AIM OF THE EXERCISE >>
Rewrite the entries below, changing every "thin twig" to "slender branch" and keeping everything else the same. Leave out the pictures.
____________
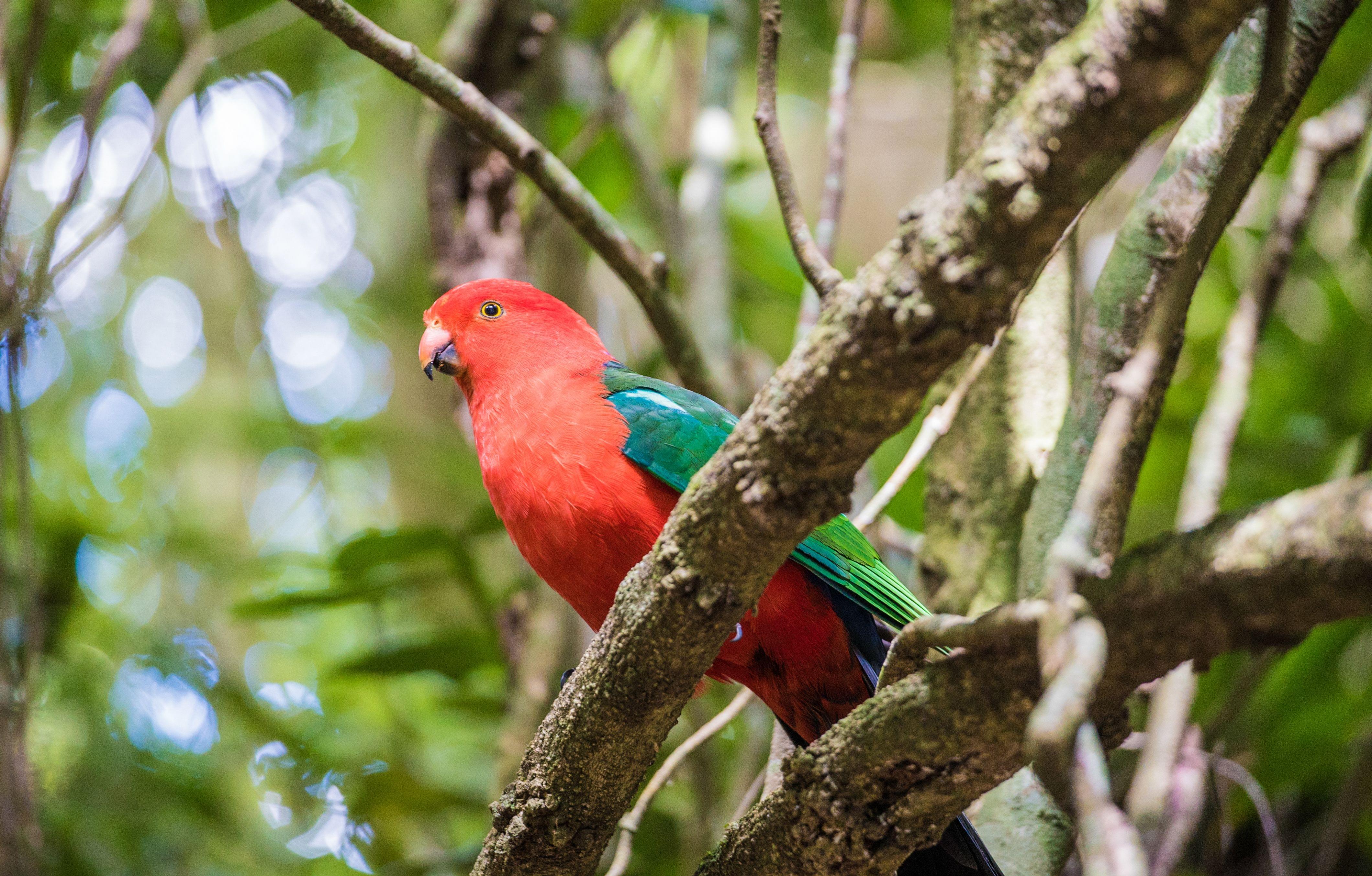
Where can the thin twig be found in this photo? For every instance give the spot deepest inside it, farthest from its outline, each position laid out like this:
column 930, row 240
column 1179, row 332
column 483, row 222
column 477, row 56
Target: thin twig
column 1345, row 809
column 836, row 128
column 998, row 627
column 1322, row 142
column 18, row 110
column 187, row 74
column 750, row 797
column 1186, row 804
column 1108, row 841
column 1054, row 722
column 1237, row 774
column 704, row 229
column 1075, row 670
column 123, row 44
column 935, row 426
column 644, row 275
column 32, row 619
column 813, row 261
column 630, row 823
column 1169, row 712
column 781, row 749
____________
REPLY TO THE EXERCISE >>
Where can the slender branch be found in this photo? For every instance give the spot deepest inside it, farthest from its outline, each position laid out like this:
column 930, row 240
column 1179, row 332
column 483, row 222
column 477, row 56
Target: slender branch
column 1345, row 809
column 836, row 128
column 998, row 627
column 1322, row 142
column 18, row 110
column 187, row 74
column 750, row 797
column 1186, row 804
column 1108, row 841
column 1054, row 722
column 1237, row 774
column 704, row 229
column 1075, row 670
column 123, row 44
column 935, row 426
column 644, row 275
column 32, row 619
column 813, row 261
column 630, row 823
column 1169, row 712
column 781, row 749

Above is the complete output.